Available data:

==*==

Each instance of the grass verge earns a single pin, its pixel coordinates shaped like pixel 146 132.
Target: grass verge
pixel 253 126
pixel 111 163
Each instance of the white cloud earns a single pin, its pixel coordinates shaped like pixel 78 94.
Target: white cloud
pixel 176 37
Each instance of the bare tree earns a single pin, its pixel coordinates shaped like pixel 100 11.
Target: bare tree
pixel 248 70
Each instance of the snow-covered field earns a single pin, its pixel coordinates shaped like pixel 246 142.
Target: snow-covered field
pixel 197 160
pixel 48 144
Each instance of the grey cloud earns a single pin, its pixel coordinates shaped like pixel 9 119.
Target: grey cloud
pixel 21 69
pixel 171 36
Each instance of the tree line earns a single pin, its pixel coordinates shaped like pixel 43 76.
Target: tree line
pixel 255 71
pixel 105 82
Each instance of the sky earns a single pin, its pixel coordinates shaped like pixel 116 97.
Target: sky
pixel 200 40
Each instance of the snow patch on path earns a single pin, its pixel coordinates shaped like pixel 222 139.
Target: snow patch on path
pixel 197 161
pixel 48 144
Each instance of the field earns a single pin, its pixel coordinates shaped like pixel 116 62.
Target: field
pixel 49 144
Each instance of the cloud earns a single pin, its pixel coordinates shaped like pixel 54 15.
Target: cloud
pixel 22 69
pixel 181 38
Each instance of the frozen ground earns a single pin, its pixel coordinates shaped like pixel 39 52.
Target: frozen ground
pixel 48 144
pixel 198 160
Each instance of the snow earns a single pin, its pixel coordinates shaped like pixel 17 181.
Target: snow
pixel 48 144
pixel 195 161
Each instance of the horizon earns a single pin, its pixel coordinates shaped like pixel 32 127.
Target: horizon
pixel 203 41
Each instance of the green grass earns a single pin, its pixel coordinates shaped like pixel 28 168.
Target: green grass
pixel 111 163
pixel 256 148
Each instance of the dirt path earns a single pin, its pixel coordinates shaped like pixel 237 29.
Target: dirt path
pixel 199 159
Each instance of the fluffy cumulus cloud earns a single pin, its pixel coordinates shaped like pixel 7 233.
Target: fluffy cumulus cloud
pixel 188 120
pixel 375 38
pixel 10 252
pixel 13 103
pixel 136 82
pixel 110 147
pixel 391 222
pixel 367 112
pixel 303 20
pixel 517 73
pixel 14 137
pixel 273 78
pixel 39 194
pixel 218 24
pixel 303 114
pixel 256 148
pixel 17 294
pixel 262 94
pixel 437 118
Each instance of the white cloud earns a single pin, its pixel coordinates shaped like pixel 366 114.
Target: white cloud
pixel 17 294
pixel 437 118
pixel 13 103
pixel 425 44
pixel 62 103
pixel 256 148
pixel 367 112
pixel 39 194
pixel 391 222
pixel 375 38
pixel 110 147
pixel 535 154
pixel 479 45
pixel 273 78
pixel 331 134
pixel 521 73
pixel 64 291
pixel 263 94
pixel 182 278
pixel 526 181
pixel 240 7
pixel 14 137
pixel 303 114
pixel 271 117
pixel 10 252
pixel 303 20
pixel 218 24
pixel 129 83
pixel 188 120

==*==

Please retype each entry above exactly as it is written.

Each instance of the grass verge earns a single pin, its pixel coordinates shaped like pixel 146 132.
Target: grass verge
pixel 253 126
pixel 111 163
Each instance of the white cloud earns a single pin, its pixel coordinates shaped like pixel 78 94.
Target: white cloud
pixel 176 37
Each instance of the bare tree earns a single pin, its pixel coordinates shaped like pixel 100 11.
Target: bare tree
pixel 248 70
Each instance of the snow-covered field earns a single pin, its pixel coordinates shaped like pixel 246 142.
Target: snow-covered field
pixel 197 160
pixel 48 144
Each instance of the grey cloud earns a single pin, its pixel coordinates shaped like pixel 9 119.
Target: grey cloud
pixel 21 69
pixel 171 36
Each instance of the tree line earns a single pin, its pixel coordinates shaped like pixel 43 76.
Target: tree line
pixel 255 71
pixel 105 82
Each instance of the sky earns a single pin, its pixel coordinates shaped like pixel 116 97.
Target: sky
pixel 200 40
Each instance of the snow patch on path earns a single pin, its pixel coordinates shaped like pixel 222 139.
Target: snow patch on path
pixel 197 161
pixel 48 144
Each instance of the field earns a single pin, its pixel coordinates shaped like pixel 116 62.
Target: field
pixel 49 144
Each instance of the cloud earns a single pin, its pixel coordinates shaped like pixel 54 15.
Target: cloud
pixel 22 69
pixel 181 38
Each instance of the frozen ground earns a single pin, its pixel coordinates shaped like pixel 39 52.
Target: frozen ground
pixel 48 144
pixel 198 160
Each instance of the snow earns a single pin, its pixel coordinates shaped like pixel 17 181.
Target: snow
pixel 48 144
pixel 195 161
Each instance of the horizon earns a single pin, its pixel coordinates shaped like pixel 32 127.
Target: horizon
pixel 203 41
Each instance of the green grass earns a single pin, its pixel coordinates shaped like pixel 28 168.
Target: green grass
pixel 111 163
pixel 256 148
Each instance of the dirt path earns a single pin, its pixel coordinates shaped like pixel 237 29.
Target: dirt path
pixel 199 159
Each instance of the fluffy cumulus cloud earns a single pin, its pixel coordinates shaped like pixel 7 233.
Target: fluffy cumulus cloud
pixel 188 120
pixel 375 38
pixel 10 252
pixel 13 103
pixel 136 82
pixel 110 147
pixel 391 222
pixel 367 112
pixel 303 20
pixel 517 73
pixel 14 137
pixel 273 78
pixel 39 194
pixel 218 24
pixel 303 114
pixel 256 148
pixel 17 294
pixel 262 94
pixel 437 118
Each instance of the white cloud earns a single pin, its pixel coordinates shaped like pixel 366 114.
Target: white cloud
pixel 17 294
pixel 437 118
pixel 13 103
pixel 425 44
pixel 62 103
pixel 256 148
pixel 367 112
pixel 39 194
pixel 391 222
pixel 375 38
pixel 110 147
pixel 535 154
pixel 479 45
pixel 273 78
pixel 331 134
pixel 521 73
pixel 64 291
pixel 263 94
pixel 182 278
pixel 526 181
pixel 240 7
pixel 14 137
pixel 303 114
pixel 271 117
pixel 10 252
pixel 303 20
pixel 218 24
pixel 129 83
pixel 188 120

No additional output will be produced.